PROVIDED TEXT

*** Block opens ***

Gaslight
by Patrick Hamilton
State Theatre Company South Australia
Her Majesty’s, Adelaide.
September 8. Tickets $ 35 – $ 69.
Bookings : 131 246 bass.net.au
Until September 19.
The first night of a show is always an event. But the opening of State Theatre’s Gaslight has put so many things into the spotlight that it is a matter for particular celebration.
When Mitchell Butel announced his 2020 program, his first for State, who could have known that seven scheduled productions would be cancelled. Lost, like a multitude of performances across the world, to the pernicious chaos of Covid 19. Or that after a $60m rebuild, the brand new Her Majesty’s Theatre would remain dark and unused for months because of pandemic.
It is still unclear what lies ahead. But in Adelaide, for the moment, we can line up in an orderly socially-distanced queue, take our seats in chequerboard formation and, for three hours, including interval, watch real people perform a play in real time.
Patrick Hamilton’s 1938 play Gaslight was a stage hit and the source for two successful films. It also gave us the term “gaslighting” which has been used to illuminate an array of ideological and psychological treacheries. In this production, director Catherine Fitzgerald has taken the 19th century setting of the play to render the story of Jack Manningham’s malicious deception of his wife Bella as part melodrama and part music hall.
Even before the curtain rises on Ailsa Paterson’s richly detailed Victorian drawing room, Eileen Darley, later cast as Inspector Rough, dons a top hat and cane, and in the style of the 19th century male impersonators capers and sings the cockney ditty “Following in My Father’s Footsteps”.
Hamilton’s excellent text is a disturbing study of mental cruelty and Nathan O’Keefe, as the psychopathic Manningham, brings an artful mix of dissemblance and bastardry as he bullies and deceives his wife to the edge of insanity. Ksenja Logos is also excellent as Bella, wretched in her defeat and empowered in retribution. As Elizabeth and Nancy, Katherine Sortini and Ellen Freeman remind us of the powerless indignities of the serving class, especially women.
But when Eileen Darley enters as Inspector Rough, dressed in a detective’s frock coat with waistcoat and Dickensian hat, it is as if she has walked in from another play. This Gaslight is no longer a taut psychological noir-ish thriller, it is carnivalesque vaudeville – and the hero and spirit guide is a strong, older woman supporting a sister through near-lethal domestic abuse. Darley is terrific in the role and her challenges to the villain are exhilarating.
Fitzgerald has taken risks with these stylistic liberties but this production, appropriately gaslit by Nic Mollison, with a subliminal piano score from Andrew Howard, marks a jubilant return for the company and showcases a splendid new theatre.
“Joyous return of an illuminating stage hit” The Australian, September 10, 2020, p.12.

*** Block closes ***

WHAT YOU WILL DO
Please copy word for word the passage of the Gaslight review above that begins with the words "But when Eileen" and ends with "10, 2020, p.12.".

[Extracted items]
*** Block opens ***

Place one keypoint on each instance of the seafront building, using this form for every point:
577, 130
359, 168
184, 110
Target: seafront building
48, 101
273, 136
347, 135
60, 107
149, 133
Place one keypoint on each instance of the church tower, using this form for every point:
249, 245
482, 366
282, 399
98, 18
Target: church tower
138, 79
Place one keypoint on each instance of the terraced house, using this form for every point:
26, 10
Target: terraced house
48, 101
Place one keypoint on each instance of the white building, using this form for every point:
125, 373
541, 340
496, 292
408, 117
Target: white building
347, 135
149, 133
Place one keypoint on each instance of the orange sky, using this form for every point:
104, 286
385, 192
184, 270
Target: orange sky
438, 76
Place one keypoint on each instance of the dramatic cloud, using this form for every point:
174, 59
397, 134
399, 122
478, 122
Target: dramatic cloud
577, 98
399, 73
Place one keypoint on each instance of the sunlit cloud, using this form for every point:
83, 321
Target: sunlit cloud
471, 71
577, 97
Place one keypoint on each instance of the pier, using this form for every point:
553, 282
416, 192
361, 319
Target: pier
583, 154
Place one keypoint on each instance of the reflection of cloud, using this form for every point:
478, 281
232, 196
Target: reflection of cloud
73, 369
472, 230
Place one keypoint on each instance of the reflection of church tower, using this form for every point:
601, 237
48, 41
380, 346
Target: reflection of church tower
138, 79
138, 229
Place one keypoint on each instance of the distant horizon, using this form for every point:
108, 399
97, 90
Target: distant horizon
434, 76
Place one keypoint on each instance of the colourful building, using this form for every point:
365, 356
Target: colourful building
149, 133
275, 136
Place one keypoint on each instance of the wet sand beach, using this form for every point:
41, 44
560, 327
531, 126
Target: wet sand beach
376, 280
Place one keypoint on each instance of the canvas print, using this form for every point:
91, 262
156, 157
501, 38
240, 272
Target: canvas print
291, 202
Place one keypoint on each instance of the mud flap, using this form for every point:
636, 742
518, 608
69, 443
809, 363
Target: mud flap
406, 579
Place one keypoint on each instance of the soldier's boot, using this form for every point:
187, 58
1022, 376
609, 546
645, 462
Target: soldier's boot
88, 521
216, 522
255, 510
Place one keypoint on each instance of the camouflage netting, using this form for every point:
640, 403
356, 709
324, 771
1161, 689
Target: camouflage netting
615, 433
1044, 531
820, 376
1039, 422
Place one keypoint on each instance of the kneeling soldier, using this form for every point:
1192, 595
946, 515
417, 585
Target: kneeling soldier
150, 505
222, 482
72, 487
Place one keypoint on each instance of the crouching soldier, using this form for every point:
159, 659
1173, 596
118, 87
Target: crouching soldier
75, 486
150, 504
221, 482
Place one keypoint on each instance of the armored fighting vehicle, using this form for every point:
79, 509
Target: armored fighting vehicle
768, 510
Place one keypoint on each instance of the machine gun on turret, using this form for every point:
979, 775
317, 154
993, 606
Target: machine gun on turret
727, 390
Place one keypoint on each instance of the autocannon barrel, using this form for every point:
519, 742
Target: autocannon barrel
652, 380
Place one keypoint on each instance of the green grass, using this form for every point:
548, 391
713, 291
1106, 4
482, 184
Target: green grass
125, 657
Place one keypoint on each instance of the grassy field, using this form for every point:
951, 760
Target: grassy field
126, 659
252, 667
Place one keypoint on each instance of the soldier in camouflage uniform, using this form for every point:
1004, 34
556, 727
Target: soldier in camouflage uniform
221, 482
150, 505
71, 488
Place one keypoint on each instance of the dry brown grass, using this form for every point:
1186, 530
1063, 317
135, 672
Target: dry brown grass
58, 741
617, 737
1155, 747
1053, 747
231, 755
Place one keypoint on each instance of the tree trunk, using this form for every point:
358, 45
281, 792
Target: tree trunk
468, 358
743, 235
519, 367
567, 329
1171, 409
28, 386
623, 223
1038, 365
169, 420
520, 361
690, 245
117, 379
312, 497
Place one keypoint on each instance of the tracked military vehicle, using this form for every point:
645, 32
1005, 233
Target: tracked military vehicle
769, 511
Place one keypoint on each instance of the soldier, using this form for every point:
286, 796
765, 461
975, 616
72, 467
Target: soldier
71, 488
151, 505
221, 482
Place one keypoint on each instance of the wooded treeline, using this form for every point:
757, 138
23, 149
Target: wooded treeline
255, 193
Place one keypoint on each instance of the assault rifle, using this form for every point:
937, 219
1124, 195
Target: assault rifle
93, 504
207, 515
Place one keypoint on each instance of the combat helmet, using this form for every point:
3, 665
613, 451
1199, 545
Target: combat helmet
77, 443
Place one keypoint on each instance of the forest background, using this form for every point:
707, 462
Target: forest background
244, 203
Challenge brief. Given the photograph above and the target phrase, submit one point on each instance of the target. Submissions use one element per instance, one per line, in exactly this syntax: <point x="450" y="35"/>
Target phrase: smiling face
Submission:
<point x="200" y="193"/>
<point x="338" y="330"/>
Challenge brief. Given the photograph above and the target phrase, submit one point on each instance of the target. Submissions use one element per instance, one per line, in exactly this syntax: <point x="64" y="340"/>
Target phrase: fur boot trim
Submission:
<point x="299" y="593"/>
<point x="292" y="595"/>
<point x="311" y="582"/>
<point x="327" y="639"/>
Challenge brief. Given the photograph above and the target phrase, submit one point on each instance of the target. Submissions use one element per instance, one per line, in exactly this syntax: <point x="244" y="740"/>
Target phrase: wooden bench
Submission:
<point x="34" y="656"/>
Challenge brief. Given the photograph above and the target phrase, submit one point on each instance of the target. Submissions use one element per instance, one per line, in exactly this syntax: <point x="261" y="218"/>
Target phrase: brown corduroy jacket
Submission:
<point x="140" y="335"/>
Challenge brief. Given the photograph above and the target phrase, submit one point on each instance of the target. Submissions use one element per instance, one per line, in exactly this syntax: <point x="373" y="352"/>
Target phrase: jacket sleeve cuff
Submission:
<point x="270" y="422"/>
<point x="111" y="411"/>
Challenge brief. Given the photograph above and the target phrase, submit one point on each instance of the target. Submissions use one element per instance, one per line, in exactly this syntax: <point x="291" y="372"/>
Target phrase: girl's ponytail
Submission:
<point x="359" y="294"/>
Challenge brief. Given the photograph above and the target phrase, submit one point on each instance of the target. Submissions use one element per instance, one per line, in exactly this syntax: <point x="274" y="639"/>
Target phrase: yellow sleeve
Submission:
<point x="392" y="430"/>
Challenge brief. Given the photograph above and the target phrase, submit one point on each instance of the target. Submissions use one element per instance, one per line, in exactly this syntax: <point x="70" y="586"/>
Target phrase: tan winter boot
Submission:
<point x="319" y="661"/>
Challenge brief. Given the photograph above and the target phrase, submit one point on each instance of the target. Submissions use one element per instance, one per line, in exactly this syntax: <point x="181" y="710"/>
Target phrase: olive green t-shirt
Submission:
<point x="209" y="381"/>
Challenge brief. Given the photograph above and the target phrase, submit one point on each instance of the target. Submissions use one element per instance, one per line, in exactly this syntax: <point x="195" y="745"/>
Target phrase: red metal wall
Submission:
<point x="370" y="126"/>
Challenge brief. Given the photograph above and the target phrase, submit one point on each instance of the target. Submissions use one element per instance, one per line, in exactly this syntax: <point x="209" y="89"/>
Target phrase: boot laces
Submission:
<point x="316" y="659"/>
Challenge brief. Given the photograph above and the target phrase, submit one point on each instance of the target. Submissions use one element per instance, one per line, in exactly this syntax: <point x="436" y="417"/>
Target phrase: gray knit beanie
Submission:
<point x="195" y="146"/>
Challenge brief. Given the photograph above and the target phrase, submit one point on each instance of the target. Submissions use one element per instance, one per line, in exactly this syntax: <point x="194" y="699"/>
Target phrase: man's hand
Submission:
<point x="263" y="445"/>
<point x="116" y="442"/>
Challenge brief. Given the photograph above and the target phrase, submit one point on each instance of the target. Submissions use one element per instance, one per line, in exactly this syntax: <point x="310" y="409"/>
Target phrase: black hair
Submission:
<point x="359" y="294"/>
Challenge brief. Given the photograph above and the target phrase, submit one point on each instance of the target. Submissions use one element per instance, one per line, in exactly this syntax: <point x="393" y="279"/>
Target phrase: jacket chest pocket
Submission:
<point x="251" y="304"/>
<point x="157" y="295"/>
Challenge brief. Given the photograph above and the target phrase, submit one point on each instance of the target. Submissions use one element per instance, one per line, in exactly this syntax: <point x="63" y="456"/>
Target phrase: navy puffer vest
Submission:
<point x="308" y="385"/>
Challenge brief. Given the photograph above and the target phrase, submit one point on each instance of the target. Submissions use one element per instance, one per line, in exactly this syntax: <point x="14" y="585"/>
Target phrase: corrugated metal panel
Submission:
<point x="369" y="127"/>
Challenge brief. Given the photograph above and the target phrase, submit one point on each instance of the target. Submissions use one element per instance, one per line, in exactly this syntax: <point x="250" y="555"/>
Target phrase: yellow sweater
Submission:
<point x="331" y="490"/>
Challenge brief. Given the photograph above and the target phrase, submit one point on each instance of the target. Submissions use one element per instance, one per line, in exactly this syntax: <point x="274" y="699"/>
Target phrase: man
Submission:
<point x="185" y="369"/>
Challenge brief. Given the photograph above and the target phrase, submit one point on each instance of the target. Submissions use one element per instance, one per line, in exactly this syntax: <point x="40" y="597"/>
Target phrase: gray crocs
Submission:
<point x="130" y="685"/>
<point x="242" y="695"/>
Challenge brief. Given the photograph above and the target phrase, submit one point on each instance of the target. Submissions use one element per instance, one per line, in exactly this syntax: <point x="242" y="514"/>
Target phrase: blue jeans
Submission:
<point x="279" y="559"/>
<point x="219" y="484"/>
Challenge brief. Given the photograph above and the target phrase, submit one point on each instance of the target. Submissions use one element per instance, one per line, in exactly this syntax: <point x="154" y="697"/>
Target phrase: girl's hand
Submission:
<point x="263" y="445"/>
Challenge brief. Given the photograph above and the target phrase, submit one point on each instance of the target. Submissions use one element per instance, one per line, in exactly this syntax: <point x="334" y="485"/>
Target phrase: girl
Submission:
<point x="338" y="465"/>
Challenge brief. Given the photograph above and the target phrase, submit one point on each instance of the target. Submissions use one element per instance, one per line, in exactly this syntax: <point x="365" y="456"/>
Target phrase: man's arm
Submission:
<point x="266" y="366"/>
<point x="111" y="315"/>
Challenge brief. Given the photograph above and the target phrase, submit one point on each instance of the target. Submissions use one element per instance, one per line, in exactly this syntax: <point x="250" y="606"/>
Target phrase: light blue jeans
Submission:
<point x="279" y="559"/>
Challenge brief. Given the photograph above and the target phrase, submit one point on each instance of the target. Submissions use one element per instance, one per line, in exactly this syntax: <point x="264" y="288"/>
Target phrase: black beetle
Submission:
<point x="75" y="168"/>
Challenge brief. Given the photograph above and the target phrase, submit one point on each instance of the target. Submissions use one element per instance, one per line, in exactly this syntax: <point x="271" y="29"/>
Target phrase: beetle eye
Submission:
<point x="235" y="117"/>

*** Block closes ***

OUTPUT OF THE EXERCISE
But when Eileen Darley enters as Inspector Rough, dressed in a detective’s frock coat with waistcoat and Dickensian hat, it is as if she has walked in from another play. This Gaslight is no longer a taut psychological noir-ish thriller, it is carnivalesque vaudeville – and the hero and spirit guide is a strong, older woman supporting a sister through near-lethal domestic abuse. Darley is terrific in the role and her challenges to the villain are exhilarating.
Fitzgerald has taken risks with these stylistic liberties but this production, appropriately gaslit by Nic Mollison, with a subliminal piano score from Andrew Howard, marks a jubilant return for the company and showcases a splendid new theatre.
“Joyous return of an illuminating stage hit” The Australian, September 10, 2020, p.12.